▸ **Document excerpt**
ANN ARBOR – At the start of the year, Michigan Medicine’s emergency department had hardly any COVID patients coming in. But that changed in late March when suddenly nine patients tested positive for COVID-19, six of them requiring hospital stays.
The latest spring surge has hit hospital systems across Metro Detroit hard, and with cases and deaths continuing to trend upward, health officials are sounding the alarm.
“It marked a sudden departure from where we had been,” Brad Uren, a physician at Michigan Medicine’s Department of Emergency Medicine, Brad Uren, said in a news release. “Now we need to get this under control because this does have the potential to overwhelm the health care system.”
Uren said that while people were staying home last year as the state -- and the world -- scrambled to learn more about the novel virus and how it spreads, lack of restrictions on gathering and dining has contributed to the current numbers.
“People were staying home, people were isolating and masking, we were distanced,” Uren said in a release. “Now, we aren’t as diligent, and there’s another COVID surge on top of the regular volume we see in the emergency department from normal activity. And the combination of the two is escalating.”
Michigan currently has the country’s highest seven-day case rate and beds are filling quickly at hospitals.
“We are used to operating in challenging times,” Uren said in a release. “But we are working close to the edge of the envelope of what many of us would consider anything normal right now.”
Another concerning factor: COVID patients at Michigan Medicine are increasingly getting younger.
Uren said this is likely due to the prioritization of older adults to receive the first vaccines against COVID-19, and then fact that people in their 20s-50s are more likely to be working outside the house and more mobile.

▸ **Work task 1**
In the article on Michigan's spring COVID surge, what did Uren say people were doing last year? List each practice.
▸ **Work task 2**
Update the article on Michigan's spring COVID surge by writing out the passage that begins at "ANN ARBOR –" and ends after "requiring hospital stays.", with "late March" changed to "early April".
▸ **Work task 3**
Do these statements agree with the article on Michigan's spring COVID surge? Answer yes or no for each, and quote the words that settle it.
(a) Michigan has the country's highest seven-day case rate.
(b) COVID patients at Michigan Medicine are getting older.
(c) All nine patients who tested positive in late March needed hospital stays.

Stored items from a collection
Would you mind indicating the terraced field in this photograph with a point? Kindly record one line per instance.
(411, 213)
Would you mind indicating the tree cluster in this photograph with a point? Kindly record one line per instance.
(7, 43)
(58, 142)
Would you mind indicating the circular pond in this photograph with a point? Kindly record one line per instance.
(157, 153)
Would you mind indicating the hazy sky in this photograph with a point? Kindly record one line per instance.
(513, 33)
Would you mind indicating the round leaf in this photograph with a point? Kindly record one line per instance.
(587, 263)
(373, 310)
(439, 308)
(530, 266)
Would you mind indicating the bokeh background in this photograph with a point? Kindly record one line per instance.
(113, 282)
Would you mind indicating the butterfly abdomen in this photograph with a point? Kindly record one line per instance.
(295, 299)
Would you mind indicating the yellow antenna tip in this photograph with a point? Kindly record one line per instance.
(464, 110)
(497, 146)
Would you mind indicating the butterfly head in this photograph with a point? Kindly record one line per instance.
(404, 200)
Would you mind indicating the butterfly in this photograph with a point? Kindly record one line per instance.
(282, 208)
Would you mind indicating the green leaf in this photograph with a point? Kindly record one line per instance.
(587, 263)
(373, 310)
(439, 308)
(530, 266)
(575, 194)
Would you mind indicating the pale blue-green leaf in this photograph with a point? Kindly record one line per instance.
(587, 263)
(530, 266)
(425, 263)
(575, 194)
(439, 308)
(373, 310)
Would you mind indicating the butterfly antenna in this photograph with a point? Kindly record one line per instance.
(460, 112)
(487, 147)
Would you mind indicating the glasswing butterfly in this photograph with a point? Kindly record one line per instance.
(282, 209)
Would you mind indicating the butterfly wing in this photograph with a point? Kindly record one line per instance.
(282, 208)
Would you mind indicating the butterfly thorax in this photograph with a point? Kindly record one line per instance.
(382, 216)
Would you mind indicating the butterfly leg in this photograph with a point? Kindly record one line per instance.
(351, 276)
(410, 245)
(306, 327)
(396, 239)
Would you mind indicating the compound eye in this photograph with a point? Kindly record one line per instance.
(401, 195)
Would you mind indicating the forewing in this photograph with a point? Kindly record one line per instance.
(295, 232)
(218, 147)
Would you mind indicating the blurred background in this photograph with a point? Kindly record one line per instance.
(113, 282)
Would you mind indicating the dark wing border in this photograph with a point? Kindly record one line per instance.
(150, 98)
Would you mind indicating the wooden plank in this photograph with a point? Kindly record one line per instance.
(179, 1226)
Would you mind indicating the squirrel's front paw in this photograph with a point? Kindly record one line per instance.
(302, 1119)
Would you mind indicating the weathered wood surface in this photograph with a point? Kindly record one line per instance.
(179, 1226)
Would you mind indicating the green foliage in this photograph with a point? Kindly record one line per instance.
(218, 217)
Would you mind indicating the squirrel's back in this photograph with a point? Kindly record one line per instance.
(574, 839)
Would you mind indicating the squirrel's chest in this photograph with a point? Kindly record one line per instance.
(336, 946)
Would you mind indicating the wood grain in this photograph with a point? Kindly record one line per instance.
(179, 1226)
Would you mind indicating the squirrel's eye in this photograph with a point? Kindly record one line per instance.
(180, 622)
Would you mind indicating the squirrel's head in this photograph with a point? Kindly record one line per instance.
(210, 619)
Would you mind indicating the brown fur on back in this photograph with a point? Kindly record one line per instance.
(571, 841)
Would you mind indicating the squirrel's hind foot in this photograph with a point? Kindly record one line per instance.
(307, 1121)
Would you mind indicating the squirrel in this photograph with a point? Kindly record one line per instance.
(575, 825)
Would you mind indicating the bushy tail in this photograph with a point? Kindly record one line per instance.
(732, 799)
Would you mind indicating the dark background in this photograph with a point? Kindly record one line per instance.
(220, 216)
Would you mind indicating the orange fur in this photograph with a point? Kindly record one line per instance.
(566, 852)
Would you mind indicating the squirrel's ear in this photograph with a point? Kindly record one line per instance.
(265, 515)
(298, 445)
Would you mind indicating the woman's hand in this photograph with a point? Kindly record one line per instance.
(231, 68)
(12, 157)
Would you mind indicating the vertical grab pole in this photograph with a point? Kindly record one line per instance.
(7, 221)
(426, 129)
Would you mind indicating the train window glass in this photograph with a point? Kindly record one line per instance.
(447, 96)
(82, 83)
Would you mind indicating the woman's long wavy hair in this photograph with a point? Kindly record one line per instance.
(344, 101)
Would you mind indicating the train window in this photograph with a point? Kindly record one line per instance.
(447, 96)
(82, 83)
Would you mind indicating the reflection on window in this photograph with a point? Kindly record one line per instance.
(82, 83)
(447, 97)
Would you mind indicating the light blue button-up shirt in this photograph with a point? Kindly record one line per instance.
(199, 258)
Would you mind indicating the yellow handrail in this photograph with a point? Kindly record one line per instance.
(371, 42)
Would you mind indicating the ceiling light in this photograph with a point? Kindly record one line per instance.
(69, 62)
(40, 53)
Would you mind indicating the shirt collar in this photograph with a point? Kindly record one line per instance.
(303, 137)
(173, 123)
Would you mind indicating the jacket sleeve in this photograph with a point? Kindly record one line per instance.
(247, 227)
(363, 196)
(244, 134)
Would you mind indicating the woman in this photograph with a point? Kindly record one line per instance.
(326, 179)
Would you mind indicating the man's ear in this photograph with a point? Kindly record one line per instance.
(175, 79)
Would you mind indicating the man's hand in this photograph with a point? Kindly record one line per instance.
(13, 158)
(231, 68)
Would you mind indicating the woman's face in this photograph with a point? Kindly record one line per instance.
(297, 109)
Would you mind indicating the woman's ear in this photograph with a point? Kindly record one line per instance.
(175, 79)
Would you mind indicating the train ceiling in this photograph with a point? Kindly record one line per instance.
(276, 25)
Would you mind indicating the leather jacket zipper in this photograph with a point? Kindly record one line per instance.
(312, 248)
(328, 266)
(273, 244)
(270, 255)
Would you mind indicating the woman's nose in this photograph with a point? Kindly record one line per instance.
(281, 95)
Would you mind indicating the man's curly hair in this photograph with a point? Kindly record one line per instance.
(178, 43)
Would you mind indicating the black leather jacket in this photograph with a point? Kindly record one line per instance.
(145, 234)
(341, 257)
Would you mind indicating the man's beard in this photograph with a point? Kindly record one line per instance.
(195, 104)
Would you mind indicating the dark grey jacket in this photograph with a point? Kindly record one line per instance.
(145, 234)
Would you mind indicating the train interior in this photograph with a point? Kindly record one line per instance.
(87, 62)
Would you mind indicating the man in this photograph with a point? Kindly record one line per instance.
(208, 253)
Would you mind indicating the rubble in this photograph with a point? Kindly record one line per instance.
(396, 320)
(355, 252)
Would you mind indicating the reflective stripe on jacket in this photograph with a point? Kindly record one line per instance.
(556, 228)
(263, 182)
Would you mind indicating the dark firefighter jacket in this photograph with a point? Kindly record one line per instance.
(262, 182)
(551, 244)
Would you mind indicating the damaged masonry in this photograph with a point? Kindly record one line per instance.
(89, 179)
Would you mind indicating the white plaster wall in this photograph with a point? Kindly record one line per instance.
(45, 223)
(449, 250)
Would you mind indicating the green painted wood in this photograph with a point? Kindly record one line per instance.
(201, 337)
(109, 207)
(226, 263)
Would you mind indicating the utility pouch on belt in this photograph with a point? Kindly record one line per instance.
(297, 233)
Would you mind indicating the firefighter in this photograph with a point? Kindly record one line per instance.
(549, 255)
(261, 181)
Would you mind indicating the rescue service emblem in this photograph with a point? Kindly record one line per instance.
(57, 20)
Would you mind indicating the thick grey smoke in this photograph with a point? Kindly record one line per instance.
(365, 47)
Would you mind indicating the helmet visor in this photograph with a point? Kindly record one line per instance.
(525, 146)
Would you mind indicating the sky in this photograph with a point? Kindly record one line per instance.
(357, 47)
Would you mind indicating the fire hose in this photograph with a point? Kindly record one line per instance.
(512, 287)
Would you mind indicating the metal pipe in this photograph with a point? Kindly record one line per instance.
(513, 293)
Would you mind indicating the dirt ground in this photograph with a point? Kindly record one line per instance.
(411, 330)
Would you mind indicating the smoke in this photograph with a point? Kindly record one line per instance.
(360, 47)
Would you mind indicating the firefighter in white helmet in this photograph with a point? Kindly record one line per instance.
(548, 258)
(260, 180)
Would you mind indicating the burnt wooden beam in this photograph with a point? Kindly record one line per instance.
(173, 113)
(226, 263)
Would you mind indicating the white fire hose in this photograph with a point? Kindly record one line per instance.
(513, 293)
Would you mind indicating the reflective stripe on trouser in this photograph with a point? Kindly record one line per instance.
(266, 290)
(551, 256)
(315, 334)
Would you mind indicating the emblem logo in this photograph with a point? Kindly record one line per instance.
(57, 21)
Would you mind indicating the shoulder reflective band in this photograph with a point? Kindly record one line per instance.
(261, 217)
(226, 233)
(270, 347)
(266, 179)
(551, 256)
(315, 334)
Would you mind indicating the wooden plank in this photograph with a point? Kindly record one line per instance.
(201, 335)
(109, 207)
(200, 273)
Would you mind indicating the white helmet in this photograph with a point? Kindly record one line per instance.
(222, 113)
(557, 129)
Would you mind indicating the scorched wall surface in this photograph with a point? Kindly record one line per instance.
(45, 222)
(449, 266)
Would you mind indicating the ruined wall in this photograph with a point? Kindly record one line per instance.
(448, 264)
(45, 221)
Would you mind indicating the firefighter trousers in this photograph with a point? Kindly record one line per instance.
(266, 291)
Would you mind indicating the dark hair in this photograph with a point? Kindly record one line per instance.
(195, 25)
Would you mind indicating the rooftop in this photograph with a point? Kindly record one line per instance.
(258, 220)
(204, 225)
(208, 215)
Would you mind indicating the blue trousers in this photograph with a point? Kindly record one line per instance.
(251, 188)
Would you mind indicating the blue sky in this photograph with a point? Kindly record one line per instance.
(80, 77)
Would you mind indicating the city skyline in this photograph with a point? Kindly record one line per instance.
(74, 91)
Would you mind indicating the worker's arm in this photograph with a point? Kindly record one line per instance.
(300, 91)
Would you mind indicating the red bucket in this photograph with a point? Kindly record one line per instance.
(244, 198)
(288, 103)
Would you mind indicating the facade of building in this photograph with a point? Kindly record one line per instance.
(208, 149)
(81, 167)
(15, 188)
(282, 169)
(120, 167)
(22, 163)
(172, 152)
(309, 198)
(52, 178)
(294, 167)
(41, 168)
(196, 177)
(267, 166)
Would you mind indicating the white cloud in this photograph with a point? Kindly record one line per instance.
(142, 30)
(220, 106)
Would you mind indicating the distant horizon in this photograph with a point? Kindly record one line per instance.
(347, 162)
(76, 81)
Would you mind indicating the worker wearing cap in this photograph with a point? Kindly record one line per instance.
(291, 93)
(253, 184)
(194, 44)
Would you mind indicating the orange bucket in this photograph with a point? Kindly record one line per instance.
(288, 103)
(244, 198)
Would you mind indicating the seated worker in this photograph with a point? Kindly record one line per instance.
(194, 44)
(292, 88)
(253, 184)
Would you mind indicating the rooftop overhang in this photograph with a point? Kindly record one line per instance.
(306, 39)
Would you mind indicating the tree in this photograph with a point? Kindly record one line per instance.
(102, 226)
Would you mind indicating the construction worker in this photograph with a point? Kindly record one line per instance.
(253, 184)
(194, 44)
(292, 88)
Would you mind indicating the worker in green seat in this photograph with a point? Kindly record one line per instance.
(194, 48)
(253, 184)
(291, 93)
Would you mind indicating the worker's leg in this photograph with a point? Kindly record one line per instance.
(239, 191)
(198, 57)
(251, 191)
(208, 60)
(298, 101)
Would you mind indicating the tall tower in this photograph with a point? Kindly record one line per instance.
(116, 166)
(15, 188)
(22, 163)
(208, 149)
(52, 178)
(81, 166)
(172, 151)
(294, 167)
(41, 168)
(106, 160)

▸ **Response area 1**
Staying home, isolating, masking, and keeping distanced.

▸ **Response area 2**
ANN ARBOR – At the start of the year, Michigan Medicine’s emergency department had hardly any COVID patients coming in. But that changed in early April when suddenly nine patients tested positive for COVID-19, six of them requiring hospital stays.

▸ **Response area 3**
(a) Yes: "Michigan currently has the country’s highest seven-day case rate"
(b) No: "COVID patients at Michigan Medicine are increasingly getting younger"
(c) No: "nine patients tested positive for COVID-19, six of them requiring hospital stays"